■ TEXT SHOWN ■
###

In [1]:
# Library imports
import numpy as np
from scipy.stats import norm

In [2]:
# Load datasets
train_data = np.load("./Assignment1-Dataset/train_data.npy")
train_label = np.load("./Assignment1-Dataset/train_label.npy")
test_data = np.load("./Assignment1-Dataset/test_data.npy")
test_label = np.load("./Assignment1-Dataset/test_label.npy")

In [3]:
# Sanity checks
print(train_data.shape)
print(train_label.shape)
print(test_data.shape)
print(test_label.shape)

(50000, 128)
(50000, 1)
(10000, 128)
(10000, 1)


In [4]:
def generate_gaussian_weights(num_neurons, num_features):
    '''
    Generate weights taken from the Gaussian distribution, and based on the number of neurons within the hidden layer
    as well as the number of features of the dataset
    
    Output is weights matrix of size (num_neurons, num_features)
    '''
    
    weights = norm.rvs(size = [num_neurons, num_features], random_state=1)
    
    return weights

def generate_gaussian_bias(num_neurons):
    '''
    Generate bias vector from the Gaussian distribution, and based on the number of neurons within the hidden layer
    
    Output is bias vector of size (num_neurons)
    '''
    
    bias = norm.rvs(size = num_neurons, random_state=1)
    
    return bias


In [5]:
def calc_z(data_vector, weights_matrix, bias_vector):
    '''
    Calculate the z value for all the neurons within the specific hidden layer, obtained by taking the dot product
    between the weights matrix and data vector.  The bias vector is then added onto the product of the two.
    
    The output vector then represents the input value to be used for the activation function of all the neurons within
    the specific hidden layer.
    '''
    
    return weights_matrix.dot(data_vector) + bias_vector

In [6]:
def run_activation_func(activation_func, z):
    '''
    Calculates the value after the z has been computed and puts it inside the non-linear activation function
    that we have for that hidden layer
    '''
    
    if activation_func == 'relu':
        return np.maximum(0, z)
    
    if activation_func == 'softmax':
        return np.divide(np.exp(z), np.sum(np.exp(z)))

In [7]:
def encode_label_vector(label_vector):
    '''
    Encode the label vector of our dataset, such that we can use it for the computation of the MSE.
    This is because the labels are labelled as integers 0 to 9, whereas for MSE to work, we need to
    create a array vector of size 10 for every single observation, where the value 1 is set on the index of the correct observation
    '''
    
    num_classes = np.unique(train_label).size
    
    encoded_label_vector = []
    
    for label in label_vector:
        encoded_label = np.zeros(num_classes)
        encoded_label[label] = 1
        encoded_label_vector.append(encoded_label)
    
    encoded_label_vector = np.array(encoded_label_vector)

###

■ SUPPLIED MATERIAL ■
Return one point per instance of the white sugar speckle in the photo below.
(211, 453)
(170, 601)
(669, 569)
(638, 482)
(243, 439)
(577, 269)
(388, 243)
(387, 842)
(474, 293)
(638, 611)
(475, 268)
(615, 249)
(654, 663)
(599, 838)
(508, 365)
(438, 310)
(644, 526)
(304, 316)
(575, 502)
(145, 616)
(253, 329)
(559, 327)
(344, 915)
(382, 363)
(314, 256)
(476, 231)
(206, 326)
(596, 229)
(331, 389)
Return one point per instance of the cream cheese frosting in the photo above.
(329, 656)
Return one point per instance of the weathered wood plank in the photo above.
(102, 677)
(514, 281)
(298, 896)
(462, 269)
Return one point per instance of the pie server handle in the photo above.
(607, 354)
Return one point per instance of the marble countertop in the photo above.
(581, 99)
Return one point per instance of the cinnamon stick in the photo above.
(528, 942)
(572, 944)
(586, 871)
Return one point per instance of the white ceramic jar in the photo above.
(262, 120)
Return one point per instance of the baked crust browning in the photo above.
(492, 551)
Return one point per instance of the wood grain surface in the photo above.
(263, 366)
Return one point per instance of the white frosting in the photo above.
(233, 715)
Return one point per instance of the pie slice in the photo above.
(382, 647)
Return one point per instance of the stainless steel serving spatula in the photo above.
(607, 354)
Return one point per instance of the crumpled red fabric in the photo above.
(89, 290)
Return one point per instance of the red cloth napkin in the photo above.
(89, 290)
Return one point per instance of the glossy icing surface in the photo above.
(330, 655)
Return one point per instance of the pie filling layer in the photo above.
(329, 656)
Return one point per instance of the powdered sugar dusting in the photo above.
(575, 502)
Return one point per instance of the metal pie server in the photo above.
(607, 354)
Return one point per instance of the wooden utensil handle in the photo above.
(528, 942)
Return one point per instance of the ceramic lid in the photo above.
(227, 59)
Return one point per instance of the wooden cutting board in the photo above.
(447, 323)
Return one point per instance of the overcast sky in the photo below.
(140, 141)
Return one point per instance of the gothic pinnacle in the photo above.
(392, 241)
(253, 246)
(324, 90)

###

■ INSTRUCTIONS TO FOLLOW ■
Name every function that the notebook code defines with `def`.

■ RESPONSE BELOW ■
generate_gaussian_weights, generate_gaussian_bias, calc_z, run_activation_func, encode_label_vector